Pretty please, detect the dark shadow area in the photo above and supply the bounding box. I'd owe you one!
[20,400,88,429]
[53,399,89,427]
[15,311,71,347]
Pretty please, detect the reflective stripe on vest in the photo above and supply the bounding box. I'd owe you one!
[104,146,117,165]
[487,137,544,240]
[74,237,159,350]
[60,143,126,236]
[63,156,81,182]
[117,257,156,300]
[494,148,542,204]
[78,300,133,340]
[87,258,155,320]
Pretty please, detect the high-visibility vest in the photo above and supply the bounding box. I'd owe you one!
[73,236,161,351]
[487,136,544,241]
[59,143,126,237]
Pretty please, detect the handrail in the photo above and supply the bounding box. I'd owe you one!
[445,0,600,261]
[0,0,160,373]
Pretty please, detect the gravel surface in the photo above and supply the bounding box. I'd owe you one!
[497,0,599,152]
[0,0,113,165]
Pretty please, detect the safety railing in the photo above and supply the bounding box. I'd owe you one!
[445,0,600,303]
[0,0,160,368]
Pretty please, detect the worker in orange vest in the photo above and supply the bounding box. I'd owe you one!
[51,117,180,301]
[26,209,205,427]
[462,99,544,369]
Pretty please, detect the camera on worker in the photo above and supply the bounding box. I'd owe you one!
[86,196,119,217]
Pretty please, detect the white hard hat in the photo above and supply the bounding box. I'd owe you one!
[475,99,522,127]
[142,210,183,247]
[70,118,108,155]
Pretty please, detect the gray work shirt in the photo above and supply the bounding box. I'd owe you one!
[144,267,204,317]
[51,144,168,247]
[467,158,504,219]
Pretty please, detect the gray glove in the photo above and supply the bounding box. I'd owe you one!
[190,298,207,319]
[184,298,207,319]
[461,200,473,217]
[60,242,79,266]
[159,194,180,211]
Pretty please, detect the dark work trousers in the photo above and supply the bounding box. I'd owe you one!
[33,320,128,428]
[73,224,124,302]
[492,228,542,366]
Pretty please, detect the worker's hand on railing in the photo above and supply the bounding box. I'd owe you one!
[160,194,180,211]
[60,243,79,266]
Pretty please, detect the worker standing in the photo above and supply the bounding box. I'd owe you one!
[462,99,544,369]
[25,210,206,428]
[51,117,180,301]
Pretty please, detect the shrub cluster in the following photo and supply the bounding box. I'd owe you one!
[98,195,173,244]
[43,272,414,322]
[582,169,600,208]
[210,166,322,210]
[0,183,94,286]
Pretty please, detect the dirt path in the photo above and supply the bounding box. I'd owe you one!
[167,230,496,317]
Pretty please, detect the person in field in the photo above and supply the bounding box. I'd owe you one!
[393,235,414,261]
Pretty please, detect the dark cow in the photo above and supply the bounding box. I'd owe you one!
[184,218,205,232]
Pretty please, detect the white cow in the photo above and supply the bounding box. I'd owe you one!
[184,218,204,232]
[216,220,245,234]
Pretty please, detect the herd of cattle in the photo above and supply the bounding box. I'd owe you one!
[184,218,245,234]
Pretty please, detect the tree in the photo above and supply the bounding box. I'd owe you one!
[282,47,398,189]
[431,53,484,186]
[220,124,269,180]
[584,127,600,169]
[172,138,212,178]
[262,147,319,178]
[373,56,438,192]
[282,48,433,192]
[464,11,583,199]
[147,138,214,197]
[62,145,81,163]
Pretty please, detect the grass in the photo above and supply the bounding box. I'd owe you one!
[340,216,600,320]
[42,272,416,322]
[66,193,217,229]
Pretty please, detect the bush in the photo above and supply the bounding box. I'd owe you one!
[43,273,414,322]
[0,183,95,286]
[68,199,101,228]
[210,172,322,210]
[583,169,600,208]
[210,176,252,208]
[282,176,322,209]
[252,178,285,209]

**********

Problem description |
Down to the last line, give the records again exactly.

Task output |
Pretty please, detect the dark shadow area in the photo above and supply the bounding box. I'd owe you one!
[20,400,88,429]
[53,399,89,427]
[15,311,71,347]
Pretty please, detect the reflective stripe on vest in the photo above and supply the bounding box. I'd owe you one!
[104,146,117,165]
[487,137,544,240]
[74,237,159,350]
[60,143,126,236]
[63,156,81,182]
[117,257,156,300]
[494,148,542,204]
[78,300,133,340]
[87,258,155,320]
Pretty please, detect the high-visibility vest in the photo above and supply the bounding box. I'd owe you one!
[73,236,161,351]
[487,136,544,241]
[59,143,126,237]
Pretty please, detect the handrail in the photo above and supply the bounding box. I'd owe you one!
[445,0,600,261]
[0,0,160,373]
Pretty please, detect the gravel surface in the photo above and supply the bounding box. I'd owe you one!
[497,0,599,152]
[0,0,113,165]
Pretty please, detect the safety railing in the photo above and supply the bounding box. I'd owe you one!
[445,0,600,303]
[0,0,160,368]
Pretty please, detect the worker in orange vest in the photo above and supply the bounding box. I'd owe you one!
[51,117,180,301]
[26,209,205,427]
[462,99,544,369]
Pretty please, detect the camera on worker in the photo above and supply the bounding box. I'd owe you one!
[86,196,119,217]
Pretty please, detect the white hard hat in the photo above and supply the bounding box. I'd owe you one!
[475,99,522,127]
[142,210,183,247]
[70,118,108,155]
Pretty please, detect the gray work shirt in the photo above and supply the bounding box. I'd owe you one!
[144,267,204,317]
[51,144,168,247]
[467,158,504,219]
Pretty please, detect the gray glove in the photo above and supply the bounding box. I'd owe you one!
[190,298,207,319]
[184,298,207,319]
[461,200,473,217]
[60,242,79,266]
[159,194,180,211]
Pretty please, detect the dark work trousers in the photo above and supply the bounding box. I'd owe you one!
[33,320,128,428]
[73,224,124,302]
[492,228,542,366]
Pretty please, detect the worker's hand on railing in the photo above and supply the bounding box. I'd owe you one!
[160,194,180,211]
[60,243,79,266]
Pretty please, detect the worker standing in the photo above and supply the bounding box. I'd owe you one!
[462,99,544,369]
[25,210,206,428]
[51,117,180,301]
Pretty please, detect the shrub cluster in the following photo and supply the bounding box. I'd owe you one!
[98,195,173,244]
[43,272,414,322]
[582,169,600,208]
[210,166,322,210]
[0,183,94,286]
Pretty please, detect the dirt path in the photo above and supply the bounding box. I'd owe you one!
[167,230,496,317]
Pretty please, detect the person in field in the photo above and supply the bounding box. I'd owe you one!
[393,235,414,261]
Pretty please, detect the dark cow in the photo above and supply the bounding box. I'd owe you one!
[184,218,205,232]
Pretty please, detect the white cow in the photo above and supply the bounding box. I'd owe you one!
[184,218,204,232]
[216,220,245,234]
Pretty please, detect the herd of cattle in the photo above and supply the bounding box. I'd owe you one!
[184,218,245,234]
Pretty please, detect the tree in the photo above and supply the bounding box. I'd owe you one!
[282,47,398,189]
[431,53,484,186]
[220,124,269,180]
[584,127,600,169]
[172,138,212,178]
[262,147,319,178]
[373,56,438,192]
[282,48,433,192]
[464,11,583,199]
[147,138,214,197]
[62,145,81,163]
Pretty please, detect the grass in the photo above and supply the bounding box. I'd owe you one!
[340,216,600,320]
[42,272,416,322]
[66,193,217,229]
Pretty please, detect the bush in the photo above and supply the bounding box. I'd owe you one!
[43,273,414,322]
[0,183,95,286]
[68,199,101,228]
[210,172,322,210]
[583,169,600,208]
[210,176,252,208]
[282,176,322,209]
[252,178,285,209]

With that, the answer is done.